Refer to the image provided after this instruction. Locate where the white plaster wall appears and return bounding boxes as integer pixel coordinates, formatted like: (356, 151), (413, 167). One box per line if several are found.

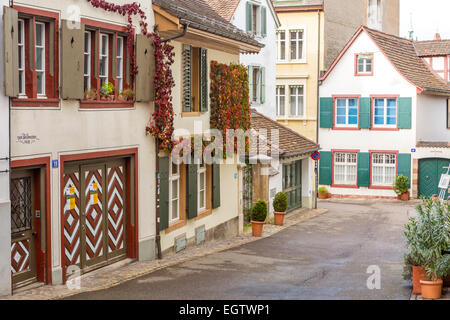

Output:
(231, 0), (277, 119)
(417, 95), (450, 142)
(319, 32), (417, 196)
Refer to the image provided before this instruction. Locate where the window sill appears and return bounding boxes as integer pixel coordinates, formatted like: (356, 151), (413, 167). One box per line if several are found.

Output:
(12, 98), (59, 108)
(80, 100), (134, 109)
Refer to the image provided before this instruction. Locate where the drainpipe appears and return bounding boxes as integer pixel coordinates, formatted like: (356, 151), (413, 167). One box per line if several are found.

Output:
(155, 23), (189, 260)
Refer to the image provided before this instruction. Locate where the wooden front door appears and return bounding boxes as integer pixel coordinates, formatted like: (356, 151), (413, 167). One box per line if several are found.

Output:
(10, 170), (38, 288)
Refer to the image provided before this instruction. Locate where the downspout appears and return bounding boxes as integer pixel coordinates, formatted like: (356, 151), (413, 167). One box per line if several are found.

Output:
(314, 10), (321, 209)
(155, 23), (189, 260)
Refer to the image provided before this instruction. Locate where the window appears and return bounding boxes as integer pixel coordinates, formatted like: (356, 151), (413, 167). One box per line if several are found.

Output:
(276, 86), (286, 116)
(289, 86), (304, 117)
(277, 30), (286, 61)
(197, 163), (206, 212)
(335, 98), (358, 127)
(169, 161), (180, 222)
(182, 44), (209, 112)
(355, 54), (373, 75)
(289, 30), (303, 60)
(373, 98), (397, 128)
(18, 19), (25, 96)
(372, 153), (397, 187)
(84, 31), (92, 91)
(333, 152), (358, 185)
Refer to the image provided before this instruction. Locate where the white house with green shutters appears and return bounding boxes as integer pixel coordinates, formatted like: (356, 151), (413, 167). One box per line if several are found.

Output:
(319, 27), (450, 197)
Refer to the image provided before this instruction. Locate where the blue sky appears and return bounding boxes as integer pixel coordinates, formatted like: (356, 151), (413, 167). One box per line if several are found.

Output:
(400, 0), (450, 40)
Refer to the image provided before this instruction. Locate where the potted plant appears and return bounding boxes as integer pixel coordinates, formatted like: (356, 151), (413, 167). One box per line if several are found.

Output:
(100, 82), (114, 101)
(273, 192), (288, 226)
(393, 174), (409, 201)
(319, 187), (329, 199)
(251, 200), (267, 237)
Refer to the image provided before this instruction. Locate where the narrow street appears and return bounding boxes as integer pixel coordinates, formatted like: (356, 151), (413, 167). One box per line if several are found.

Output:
(68, 200), (415, 300)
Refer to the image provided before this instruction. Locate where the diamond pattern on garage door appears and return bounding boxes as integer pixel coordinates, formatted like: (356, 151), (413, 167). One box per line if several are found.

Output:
(108, 166), (124, 252)
(63, 172), (80, 266)
(85, 169), (103, 261)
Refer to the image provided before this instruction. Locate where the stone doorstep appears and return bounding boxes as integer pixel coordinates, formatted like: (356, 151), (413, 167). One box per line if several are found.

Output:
(0, 208), (328, 300)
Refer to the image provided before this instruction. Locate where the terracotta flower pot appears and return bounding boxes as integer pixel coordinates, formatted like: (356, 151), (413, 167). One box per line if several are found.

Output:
(413, 266), (427, 294)
(420, 279), (443, 299)
(273, 211), (286, 226)
(251, 220), (264, 237)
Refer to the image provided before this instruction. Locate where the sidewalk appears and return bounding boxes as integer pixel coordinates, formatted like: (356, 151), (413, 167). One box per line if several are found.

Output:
(0, 209), (327, 300)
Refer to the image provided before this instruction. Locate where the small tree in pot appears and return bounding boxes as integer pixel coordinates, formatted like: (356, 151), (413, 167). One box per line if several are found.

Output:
(251, 200), (267, 237)
(273, 192), (288, 226)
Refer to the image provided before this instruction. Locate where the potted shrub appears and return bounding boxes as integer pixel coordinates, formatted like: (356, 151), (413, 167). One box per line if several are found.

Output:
(273, 192), (288, 226)
(393, 174), (409, 201)
(251, 200), (267, 237)
(319, 187), (328, 199)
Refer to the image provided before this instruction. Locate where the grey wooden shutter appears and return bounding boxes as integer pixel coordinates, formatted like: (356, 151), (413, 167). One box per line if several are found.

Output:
(212, 163), (220, 209)
(158, 157), (169, 230)
(136, 34), (155, 102)
(183, 44), (192, 112)
(3, 6), (19, 97)
(186, 163), (198, 219)
(61, 20), (84, 99)
(200, 48), (208, 112)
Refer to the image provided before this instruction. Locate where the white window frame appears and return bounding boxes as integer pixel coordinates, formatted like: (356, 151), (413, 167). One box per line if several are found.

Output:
(333, 151), (358, 186)
(370, 152), (397, 187)
(18, 19), (26, 97)
(84, 31), (92, 90)
(334, 97), (359, 128)
(98, 33), (109, 86)
(116, 36), (124, 93)
(169, 159), (180, 223)
(34, 21), (46, 98)
(197, 163), (206, 212)
(372, 97), (398, 129)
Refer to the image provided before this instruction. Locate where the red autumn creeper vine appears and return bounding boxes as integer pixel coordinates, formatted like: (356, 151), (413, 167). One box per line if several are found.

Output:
(87, 0), (175, 152)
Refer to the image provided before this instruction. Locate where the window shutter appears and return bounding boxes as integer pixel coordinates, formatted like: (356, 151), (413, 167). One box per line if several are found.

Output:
(212, 163), (220, 209)
(259, 67), (266, 103)
(200, 48), (208, 112)
(183, 44), (192, 112)
(320, 98), (333, 128)
(3, 6), (19, 97)
(358, 152), (370, 187)
(186, 163), (198, 219)
(158, 157), (169, 230)
(61, 20), (84, 99)
(397, 153), (411, 186)
(136, 34), (155, 102)
(398, 98), (412, 129)
(247, 2), (253, 33)
(359, 98), (370, 129)
(261, 7), (267, 37)
(319, 151), (333, 186)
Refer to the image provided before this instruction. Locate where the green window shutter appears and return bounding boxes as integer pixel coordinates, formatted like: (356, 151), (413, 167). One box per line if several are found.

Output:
(158, 157), (169, 230)
(398, 98), (412, 129)
(183, 44), (192, 112)
(359, 98), (370, 129)
(320, 98), (333, 128)
(261, 7), (267, 37)
(358, 152), (370, 187)
(260, 67), (266, 103)
(319, 151), (333, 186)
(186, 163), (198, 219)
(200, 48), (208, 112)
(212, 163), (220, 209)
(397, 153), (411, 186)
(246, 2), (253, 33)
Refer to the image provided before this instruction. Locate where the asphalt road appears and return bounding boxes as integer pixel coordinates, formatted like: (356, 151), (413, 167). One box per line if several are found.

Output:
(68, 200), (413, 300)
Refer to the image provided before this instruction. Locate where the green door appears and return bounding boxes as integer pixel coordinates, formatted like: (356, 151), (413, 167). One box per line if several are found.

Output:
(419, 158), (450, 198)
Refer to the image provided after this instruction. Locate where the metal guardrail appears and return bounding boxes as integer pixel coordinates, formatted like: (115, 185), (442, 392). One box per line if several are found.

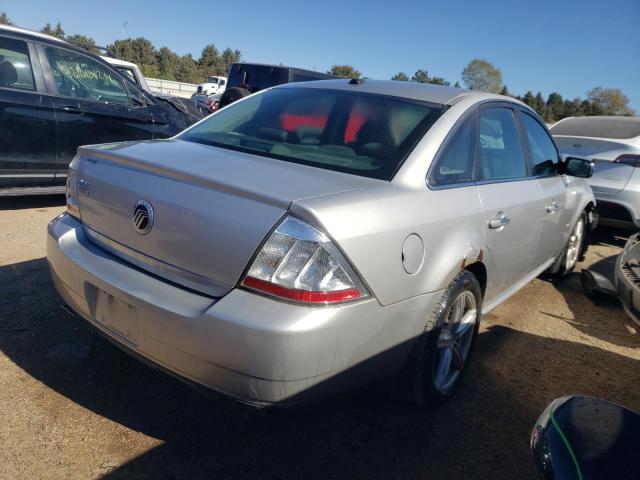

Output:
(146, 78), (197, 98)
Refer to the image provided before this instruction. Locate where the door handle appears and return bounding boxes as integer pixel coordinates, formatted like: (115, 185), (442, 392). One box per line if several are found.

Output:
(489, 213), (511, 230)
(545, 200), (560, 213)
(60, 105), (82, 115)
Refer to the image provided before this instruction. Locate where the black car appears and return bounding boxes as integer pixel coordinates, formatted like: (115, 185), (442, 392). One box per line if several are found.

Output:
(219, 62), (338, 108)
(530, 395), (640, 480)
(0, 25), (210, 195)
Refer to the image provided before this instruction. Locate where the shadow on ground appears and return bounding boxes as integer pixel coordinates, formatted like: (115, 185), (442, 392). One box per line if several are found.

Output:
(0, 195), (65, 211)
(0, 258), (640, 479)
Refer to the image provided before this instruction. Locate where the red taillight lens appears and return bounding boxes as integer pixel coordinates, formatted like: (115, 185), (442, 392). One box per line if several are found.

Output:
(242, 216), (368, 304)
(242, 277), (360, 303)
(613, 153), (640, 168)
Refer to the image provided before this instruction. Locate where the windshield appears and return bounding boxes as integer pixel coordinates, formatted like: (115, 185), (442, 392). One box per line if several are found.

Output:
(179, 88), (441, 180)
(116, 66), (138, 83)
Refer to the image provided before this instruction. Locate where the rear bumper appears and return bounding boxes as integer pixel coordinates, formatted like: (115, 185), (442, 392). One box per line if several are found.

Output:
(614, 237), (640, 325)
(594, 189), (640, 228)
(47, 214), (441, 405)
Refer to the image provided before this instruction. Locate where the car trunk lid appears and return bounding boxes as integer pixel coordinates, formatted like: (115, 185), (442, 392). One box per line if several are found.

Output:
(77, 140), (381, 296)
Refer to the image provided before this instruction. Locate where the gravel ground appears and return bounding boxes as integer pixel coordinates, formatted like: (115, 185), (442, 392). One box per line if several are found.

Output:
(0, 197), (640, 479)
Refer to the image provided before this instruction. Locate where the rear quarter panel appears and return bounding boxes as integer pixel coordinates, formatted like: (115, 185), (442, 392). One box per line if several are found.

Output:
(291, 184), (492, 305)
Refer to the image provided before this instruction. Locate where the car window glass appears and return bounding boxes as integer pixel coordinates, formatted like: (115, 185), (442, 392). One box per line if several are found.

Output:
(480, 108), (527, 180)
(117, 67), (138, 83)
(0, 37), (36, 90)
(180, 88), (441, 180)
(520, 113), (558, 175)
(45, 47), (129, 105)
(429, 119), (476, 185)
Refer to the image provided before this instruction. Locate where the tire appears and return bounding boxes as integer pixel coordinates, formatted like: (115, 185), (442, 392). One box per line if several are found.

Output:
(220, 87), (249, 108)
(408, 270), (482, 408)
(549, 212), (589, 277)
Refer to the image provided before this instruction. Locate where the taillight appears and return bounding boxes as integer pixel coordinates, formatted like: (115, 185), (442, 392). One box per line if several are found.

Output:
(242, 216), (369, 304)
(65, 158), (80, 220)
(613, 153), (640, 168)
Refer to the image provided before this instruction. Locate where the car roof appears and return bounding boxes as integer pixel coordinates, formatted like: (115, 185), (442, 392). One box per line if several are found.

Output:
(551, 116), (640, 139)
(0, 25), (72, 45)
(100, 55), (138, 68)
(274, 78), (522, 105)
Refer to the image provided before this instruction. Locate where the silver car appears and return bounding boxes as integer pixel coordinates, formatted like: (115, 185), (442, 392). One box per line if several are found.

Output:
(47, 79), (595, 405)
(551, 117), (640, 229)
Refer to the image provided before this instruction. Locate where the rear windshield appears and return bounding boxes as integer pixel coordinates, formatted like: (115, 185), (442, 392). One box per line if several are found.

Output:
(180, 88), (442, 180)
(228, 64), (289, 93)
(550, 117), (640, 139)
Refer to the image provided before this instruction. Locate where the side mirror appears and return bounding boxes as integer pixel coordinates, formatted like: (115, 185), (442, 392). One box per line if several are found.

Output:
(561, 157), (593, 178)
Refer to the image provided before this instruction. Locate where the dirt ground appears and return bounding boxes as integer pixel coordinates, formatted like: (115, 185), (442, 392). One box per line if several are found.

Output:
(0, 197), (640, 480)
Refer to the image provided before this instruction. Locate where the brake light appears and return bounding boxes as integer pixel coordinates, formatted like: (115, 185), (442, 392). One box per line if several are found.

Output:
(65, 157), (80, 220)
(242, 216), (369, 304)
(613, 153), (640, 168)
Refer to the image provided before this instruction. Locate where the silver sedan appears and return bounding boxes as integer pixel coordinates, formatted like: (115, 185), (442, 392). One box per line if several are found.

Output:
(551, 117), (640, 230)
(47, 80), (595, 405)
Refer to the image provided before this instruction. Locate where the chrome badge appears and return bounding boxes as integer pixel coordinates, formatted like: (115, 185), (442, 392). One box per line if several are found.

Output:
(131, 200), (153, 235)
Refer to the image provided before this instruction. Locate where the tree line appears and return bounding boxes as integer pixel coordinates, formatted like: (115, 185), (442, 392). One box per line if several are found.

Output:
(327, 58), (635, 123)
(0, 12), (241, 83)
(0, 12), (635, 123)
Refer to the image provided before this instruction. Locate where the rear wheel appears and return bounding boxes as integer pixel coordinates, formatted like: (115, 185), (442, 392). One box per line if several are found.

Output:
(409, 270), (482, 407)
(551, 212), (588, 276)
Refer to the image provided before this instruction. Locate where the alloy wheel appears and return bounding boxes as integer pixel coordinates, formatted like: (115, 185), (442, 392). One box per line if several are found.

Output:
(564, 218), (584, 270)
(433, 290), (478, 393)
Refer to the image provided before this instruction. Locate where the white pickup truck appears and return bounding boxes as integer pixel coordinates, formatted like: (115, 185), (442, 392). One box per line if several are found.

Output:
(197, 76), (227, 95)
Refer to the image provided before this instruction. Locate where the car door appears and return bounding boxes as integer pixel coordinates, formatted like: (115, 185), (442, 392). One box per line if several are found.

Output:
(518, 110), (570, 263)
(38, 44), (153, 177)
(477, 104), (543, 292)
(0, 35), (57, 189)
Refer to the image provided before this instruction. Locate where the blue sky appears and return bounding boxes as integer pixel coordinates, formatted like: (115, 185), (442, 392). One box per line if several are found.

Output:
(5, 0), (640, 110)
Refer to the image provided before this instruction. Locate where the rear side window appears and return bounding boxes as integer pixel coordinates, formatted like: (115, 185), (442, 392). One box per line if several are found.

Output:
(479, 108), (527, 180)
(520, 113), (559, 176)
(45, 47), (129, 105)
(181, 88), (442, 180)
(429, 118), (476, 186)
(0, 37), (36, 91)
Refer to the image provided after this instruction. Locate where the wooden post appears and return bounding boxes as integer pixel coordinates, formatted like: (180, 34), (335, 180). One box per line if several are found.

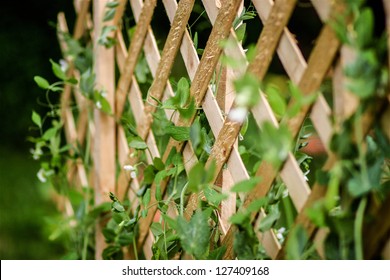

-- Goal of the exercise --
From the items above, list each line that contains the string "badge", copying every such line in full.

-- Solution for this problem --
Refer to the image provided before this instruction. Locate where the chrome badge appears and return bounding boxes as integer pixel coordinates, formatted like: (115, 185), (442, 392). One box per line if several are found.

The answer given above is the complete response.